--- START Provided data ---

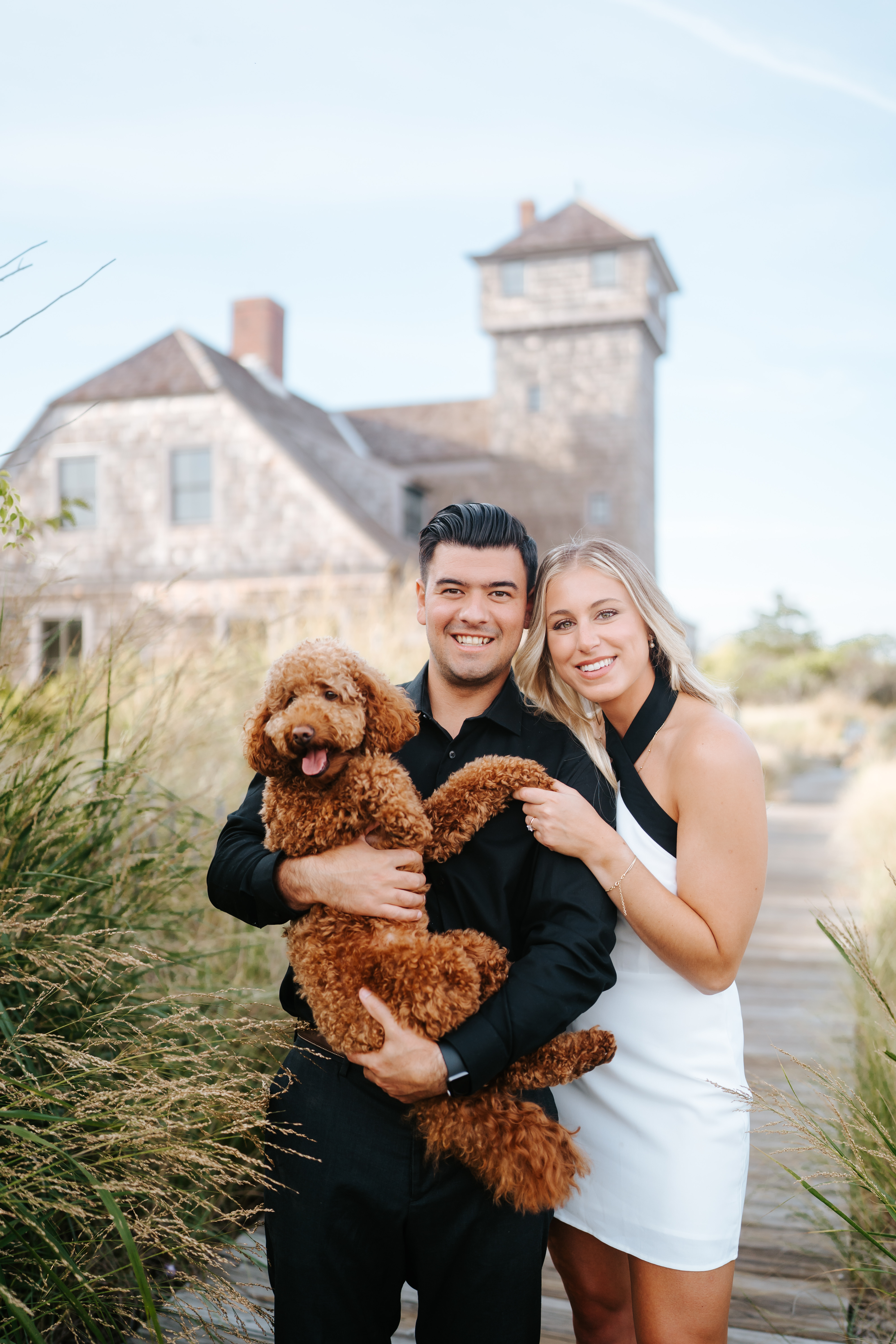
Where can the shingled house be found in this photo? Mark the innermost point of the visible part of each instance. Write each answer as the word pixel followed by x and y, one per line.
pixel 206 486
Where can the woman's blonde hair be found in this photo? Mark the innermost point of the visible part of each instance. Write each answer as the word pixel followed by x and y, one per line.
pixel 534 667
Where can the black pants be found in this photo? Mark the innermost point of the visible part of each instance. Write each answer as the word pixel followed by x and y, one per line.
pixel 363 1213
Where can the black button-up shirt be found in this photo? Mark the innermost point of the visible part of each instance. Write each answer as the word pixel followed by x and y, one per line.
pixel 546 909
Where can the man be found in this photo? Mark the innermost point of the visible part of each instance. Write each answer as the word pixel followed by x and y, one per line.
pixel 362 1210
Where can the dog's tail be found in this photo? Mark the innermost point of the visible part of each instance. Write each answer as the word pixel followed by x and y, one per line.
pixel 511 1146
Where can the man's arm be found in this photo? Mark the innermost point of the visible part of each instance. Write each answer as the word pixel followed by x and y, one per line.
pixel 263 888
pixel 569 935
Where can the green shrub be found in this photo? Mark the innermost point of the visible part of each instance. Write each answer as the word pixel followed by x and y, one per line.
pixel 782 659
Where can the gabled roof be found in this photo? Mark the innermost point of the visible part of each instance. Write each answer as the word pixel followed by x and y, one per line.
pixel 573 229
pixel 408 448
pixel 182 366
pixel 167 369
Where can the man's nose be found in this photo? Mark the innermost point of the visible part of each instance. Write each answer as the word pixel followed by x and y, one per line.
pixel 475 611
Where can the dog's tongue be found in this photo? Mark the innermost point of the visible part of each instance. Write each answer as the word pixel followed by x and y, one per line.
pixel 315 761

--- END Provided data ---
--- START Provided data ---

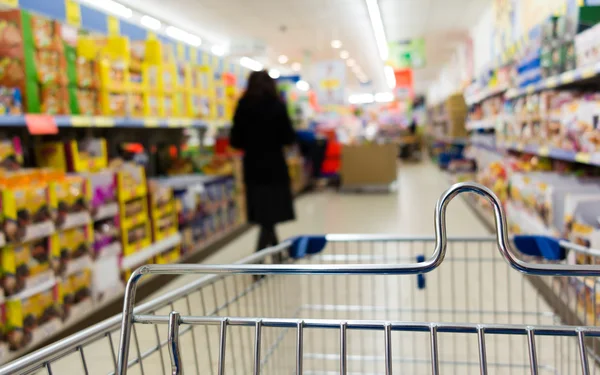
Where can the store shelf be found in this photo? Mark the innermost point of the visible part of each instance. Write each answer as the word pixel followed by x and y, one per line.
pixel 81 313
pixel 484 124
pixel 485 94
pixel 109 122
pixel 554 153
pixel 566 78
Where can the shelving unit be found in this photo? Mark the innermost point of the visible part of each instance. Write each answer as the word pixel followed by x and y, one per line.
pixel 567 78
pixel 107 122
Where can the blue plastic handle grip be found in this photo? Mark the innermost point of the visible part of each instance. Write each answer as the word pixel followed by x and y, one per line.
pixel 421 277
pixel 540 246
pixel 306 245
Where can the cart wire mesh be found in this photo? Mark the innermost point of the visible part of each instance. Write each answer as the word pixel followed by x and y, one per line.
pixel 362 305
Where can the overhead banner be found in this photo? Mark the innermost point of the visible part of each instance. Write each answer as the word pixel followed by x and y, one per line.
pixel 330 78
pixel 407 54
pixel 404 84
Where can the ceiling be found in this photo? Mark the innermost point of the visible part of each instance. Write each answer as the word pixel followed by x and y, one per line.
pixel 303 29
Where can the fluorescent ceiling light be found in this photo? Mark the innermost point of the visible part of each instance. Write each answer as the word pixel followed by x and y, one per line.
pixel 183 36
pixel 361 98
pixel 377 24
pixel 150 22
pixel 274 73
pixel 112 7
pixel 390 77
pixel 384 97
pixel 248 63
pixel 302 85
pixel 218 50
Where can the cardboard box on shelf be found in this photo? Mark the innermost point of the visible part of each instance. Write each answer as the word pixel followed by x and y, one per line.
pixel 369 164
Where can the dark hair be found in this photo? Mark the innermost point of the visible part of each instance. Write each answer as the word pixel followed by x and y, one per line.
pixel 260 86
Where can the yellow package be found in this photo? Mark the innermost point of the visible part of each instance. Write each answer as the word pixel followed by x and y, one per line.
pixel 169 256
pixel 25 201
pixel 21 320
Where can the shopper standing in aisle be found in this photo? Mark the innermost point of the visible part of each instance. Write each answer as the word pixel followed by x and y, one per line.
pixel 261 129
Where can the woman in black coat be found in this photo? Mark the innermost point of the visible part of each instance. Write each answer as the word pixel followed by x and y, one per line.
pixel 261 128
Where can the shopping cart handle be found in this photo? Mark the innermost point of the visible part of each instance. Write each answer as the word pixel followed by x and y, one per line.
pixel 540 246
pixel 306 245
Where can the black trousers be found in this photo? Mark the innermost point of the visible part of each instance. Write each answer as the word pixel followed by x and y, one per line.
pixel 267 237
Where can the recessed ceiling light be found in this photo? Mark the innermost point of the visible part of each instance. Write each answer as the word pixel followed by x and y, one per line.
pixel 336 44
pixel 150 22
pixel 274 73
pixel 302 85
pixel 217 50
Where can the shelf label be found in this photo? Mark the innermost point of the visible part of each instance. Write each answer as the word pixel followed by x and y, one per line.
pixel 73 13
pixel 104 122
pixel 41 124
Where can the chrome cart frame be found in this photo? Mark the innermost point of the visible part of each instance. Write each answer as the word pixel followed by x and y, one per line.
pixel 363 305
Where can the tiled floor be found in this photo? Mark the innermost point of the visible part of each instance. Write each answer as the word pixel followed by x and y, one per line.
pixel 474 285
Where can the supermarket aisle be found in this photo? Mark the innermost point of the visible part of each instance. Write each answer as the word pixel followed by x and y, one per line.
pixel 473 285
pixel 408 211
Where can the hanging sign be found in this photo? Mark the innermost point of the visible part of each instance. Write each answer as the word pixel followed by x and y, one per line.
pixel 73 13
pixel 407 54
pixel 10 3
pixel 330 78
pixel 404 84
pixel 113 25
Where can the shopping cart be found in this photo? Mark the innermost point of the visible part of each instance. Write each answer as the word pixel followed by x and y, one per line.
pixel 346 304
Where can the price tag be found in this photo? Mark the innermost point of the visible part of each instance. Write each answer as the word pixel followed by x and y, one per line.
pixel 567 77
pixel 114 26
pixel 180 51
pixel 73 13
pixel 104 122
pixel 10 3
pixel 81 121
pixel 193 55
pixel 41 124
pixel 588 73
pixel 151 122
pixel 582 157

--- END Provided data ---

▶ _Exercise instructions_: Copy, without alteration, the stretch of entries from the line containing "Where can the store" through the line containing "pixel 566 78", both lines included.

▶ _Exercise response_:
Where can the store shelf be found in this photo? Mark the innermost point of the visible part of each instance. Write each answer as the word pixel followed by x and y, one per line.
pixel 81 313
pixel 484 124
pixel 485 94
pixel 109 122
pixel 554 153
pixel 566 78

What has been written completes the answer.